Write all of the lines below out again, exactly as they stand.

----

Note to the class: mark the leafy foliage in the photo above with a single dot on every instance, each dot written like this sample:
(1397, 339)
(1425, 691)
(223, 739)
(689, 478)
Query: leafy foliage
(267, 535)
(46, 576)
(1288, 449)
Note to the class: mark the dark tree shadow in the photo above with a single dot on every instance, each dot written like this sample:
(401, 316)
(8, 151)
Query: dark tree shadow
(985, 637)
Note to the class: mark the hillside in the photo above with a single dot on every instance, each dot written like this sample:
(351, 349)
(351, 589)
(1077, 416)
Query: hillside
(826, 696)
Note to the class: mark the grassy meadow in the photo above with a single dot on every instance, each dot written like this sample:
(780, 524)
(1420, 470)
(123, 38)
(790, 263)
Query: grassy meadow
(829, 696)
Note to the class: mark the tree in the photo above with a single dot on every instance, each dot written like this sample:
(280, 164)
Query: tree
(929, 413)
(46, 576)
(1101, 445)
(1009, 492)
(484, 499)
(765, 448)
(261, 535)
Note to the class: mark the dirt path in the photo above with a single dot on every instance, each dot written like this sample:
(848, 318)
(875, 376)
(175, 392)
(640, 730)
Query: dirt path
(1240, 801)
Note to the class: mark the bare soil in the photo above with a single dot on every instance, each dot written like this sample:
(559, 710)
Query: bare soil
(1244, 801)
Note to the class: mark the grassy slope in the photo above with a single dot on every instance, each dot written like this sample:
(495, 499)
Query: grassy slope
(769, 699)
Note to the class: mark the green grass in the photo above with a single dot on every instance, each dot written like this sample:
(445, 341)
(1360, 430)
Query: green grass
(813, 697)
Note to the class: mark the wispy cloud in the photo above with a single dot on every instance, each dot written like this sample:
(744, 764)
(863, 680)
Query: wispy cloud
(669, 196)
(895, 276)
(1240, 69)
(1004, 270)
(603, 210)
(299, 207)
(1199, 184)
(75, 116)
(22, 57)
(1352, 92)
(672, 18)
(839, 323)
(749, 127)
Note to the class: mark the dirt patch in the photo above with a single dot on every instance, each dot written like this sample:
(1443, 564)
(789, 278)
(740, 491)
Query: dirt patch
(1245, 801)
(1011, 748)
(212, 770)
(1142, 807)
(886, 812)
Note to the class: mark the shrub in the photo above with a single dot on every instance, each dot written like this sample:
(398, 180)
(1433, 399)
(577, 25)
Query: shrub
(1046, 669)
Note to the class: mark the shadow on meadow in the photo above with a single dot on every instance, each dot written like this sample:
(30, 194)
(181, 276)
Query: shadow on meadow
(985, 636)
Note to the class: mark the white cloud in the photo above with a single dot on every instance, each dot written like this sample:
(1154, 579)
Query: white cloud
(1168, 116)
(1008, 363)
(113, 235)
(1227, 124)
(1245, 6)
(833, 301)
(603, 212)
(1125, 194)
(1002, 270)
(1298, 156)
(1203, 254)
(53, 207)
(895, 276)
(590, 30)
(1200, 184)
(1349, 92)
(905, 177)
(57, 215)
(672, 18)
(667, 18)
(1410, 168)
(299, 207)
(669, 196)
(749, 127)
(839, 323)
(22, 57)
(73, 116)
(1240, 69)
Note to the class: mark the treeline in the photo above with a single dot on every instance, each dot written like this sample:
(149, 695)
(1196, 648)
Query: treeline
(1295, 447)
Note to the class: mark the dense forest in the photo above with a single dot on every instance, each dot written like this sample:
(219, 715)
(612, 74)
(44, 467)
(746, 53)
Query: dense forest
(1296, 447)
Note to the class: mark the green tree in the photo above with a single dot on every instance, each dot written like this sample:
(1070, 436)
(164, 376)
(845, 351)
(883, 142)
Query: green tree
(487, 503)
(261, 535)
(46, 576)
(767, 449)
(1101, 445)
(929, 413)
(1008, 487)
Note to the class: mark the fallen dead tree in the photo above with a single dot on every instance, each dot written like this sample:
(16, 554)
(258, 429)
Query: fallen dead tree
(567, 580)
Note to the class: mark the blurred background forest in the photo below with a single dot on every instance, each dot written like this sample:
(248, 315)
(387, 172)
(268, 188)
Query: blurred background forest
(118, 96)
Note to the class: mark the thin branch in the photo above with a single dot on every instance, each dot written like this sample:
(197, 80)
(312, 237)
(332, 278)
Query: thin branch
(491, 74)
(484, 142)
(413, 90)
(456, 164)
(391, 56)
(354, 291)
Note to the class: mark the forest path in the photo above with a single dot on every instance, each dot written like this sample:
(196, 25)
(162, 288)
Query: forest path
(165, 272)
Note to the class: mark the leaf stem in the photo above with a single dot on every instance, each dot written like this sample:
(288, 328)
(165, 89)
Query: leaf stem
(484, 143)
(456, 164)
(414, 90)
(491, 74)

----

SOLVED PROBLEM ->
Note to the class: mark the leafy foliage in the photo above with a single dot on every instance, each dot written like this sample:
(1397, 339)
(1425, 691)
(223, 739)
(689, 478)
Query: leafy foliage
(267, 535)
(46, 576)
(1288, 449)
Note to the class: mark the dark tree shadow in the photo above with a single dot on every instance, each dot written like this sample:
(401, 316)
(8, 151)
Query: dark tree shadow
(985, 637)
Note to the class: mark the hillside in the photo above with a single dot on every instance, each dot written like this sample:
(351, 349)
(351, 589)
(1077, 416)
Query: hillside
(826, 696)
Note to the class: mark the grassy meadow in the photo above with a single dot on every instance, each dot written like this sample:
(780, 524)
(1420, 470)
(123, 38)
(790, 263)
Query: grassy meadow
(829, 696)
Note to the class: mark the tree in the photo above with a single dot on every instance, each dot written like this sample:
(280, 164)
Query: tree
(929, 413)
(46, 576)
(1101, 445)
(1009, 492)
(484, 499)
(765, 448)
(261, 535)
Note to the class: mark the dirt path in the photo above with a single dot on every instance, each dot written like this sample:
(848, 318)
(875, 376)
(175, 392)
(640, 730)
Query: dirt path
(1240, 801)
Note to the class: mark the bare soil in the photo above with a single dot on every instance, each dot written like this sample:
(559, 710)
Query: bare soil
(1244, 801)
Note to the class: mark the grassy slope in the photo above with a single dot on every instance, each dot written like this sample:
(495, 499)
Query: grassy slope
(769, 699)
Note to the class: mark the green grass in the photo above with a single dot on every instance, each dot written like this sample:
(445, 341)
(1360, 430)
Query: green grass
(813, 697)
Note to the class: mark the wispy cloud in the photo above with a single dot on every instance, each dot written like this sample:
(744, 764)
(863, 680)
Query: wispy cloud
(669, 196)
(895, 276)
(1240, 69)
(1004, 270)
(603, 210)
(299, 207)
(1199, 184)
(75, 116)
(22, 57)
(1352, 92)
(672, 18)
(839, 323)
(749, 127)
Note to the class: mark the dirt patch in the photo above with a single dot on every instance, each dot written like this sample:
(1443, 564)
(789, 278)
(740, 491)
Query: dirt patch
(1245, 801)
(1011, 748)
(212, 770)
(1142, 807)
(886, 812)
Note to the class: mark the shrub in the photo above with a single dot on every instance, each dot written like this sample:
(398, 180)
(1433, 399)
(577, 25)
Query: shrub
(1046, 669)
Note to the class: mark the shadow on meadow in the photo above with a single dot on every instance, each dot written like this sample:
(30, 194)
(181, 276)
Query: shadow on meadow
(985, 636)
Note to the class: mark the white cloud in the photo above with a single dot on every instance, each dot written like this sample:
(1154, 579)
Query: white cloud
(1168, 116)
(1008, 363)
(113, 235)
(1227, 124)
(1245, 6)
(833, 301)
(603, 212)
(1125, 194)
(1002, 270)
(1298, 156)
(1203, 254)
(53, 207)
(895, 276)
(590, 30)
(1200, 184)
(1349, 92)
(905, 177)
(57, 215)
(672, 18)
(667, 18)
(1410, 168)
(299, 207)
(669, 196)
(749, 127)
(839, 323)
(22, 57)
(73, 116)
(1240, 69)
Note to the class: mark the treeline in the photo above with a single dot on every instance, each dot written like this sample:
(149, 695)
(1196, 648)
Query: treeline
(1295, 447)
Note to the class: mark the dense forest in the photo above with a single dot on every instance, each dot written like this sample:
(219, 715)
(612, 74)
(44, 467)
(746, 53)
Query: dense forest
(1296, 447)
Note to the class: mark the green tree in the photo above with a single dot on every instance, each dot written like this sample:
(1070, 436)
(164, 376)
(845, 351)
(883, 142)
Query: green tree
(487, 503)
(261, 535)
(46, 576)
(767, 449)
(1101, 445)
(929, 413)
(1008, 487)
Note to the class: mark the fallen dead tree in the photo above with a single dot on every instance, each dot written like this sample:
(16, 554)
(258, 429)
Query: fallen dead tree
(567, 580)
Note to the class: mark the blurred background forest in the photo below with a single dot on every instance, each dot written like this sample:
(248, 315)
(387, 172)
(268, 188)
Query: blurred background forest
(118, 96)
Note to the class: mark the thin branch in the photo above with a single dot on every instance, each dot written like this sample:
(197, 80)
(312, 237)
(332, 278)
Query: thin branch
(491, 74)
(484, 142)
(413, 90)
(456, 164)
(391, 56)
(354, 291)
Note to the class: mark the forest path in the photo above with a single dot on every instance, each dot written like this sample:
(196, 25)
(162, 288)
Query: forest path
(165, 272)
Note to the class: mark the leaf stem in the photo above with a single dot on every instance, each dot written like this sample:
(288, 328)
(165, 89)
Query: leaf stem
(484, 143)
(456, 164)
(414, 90)
(491, 74)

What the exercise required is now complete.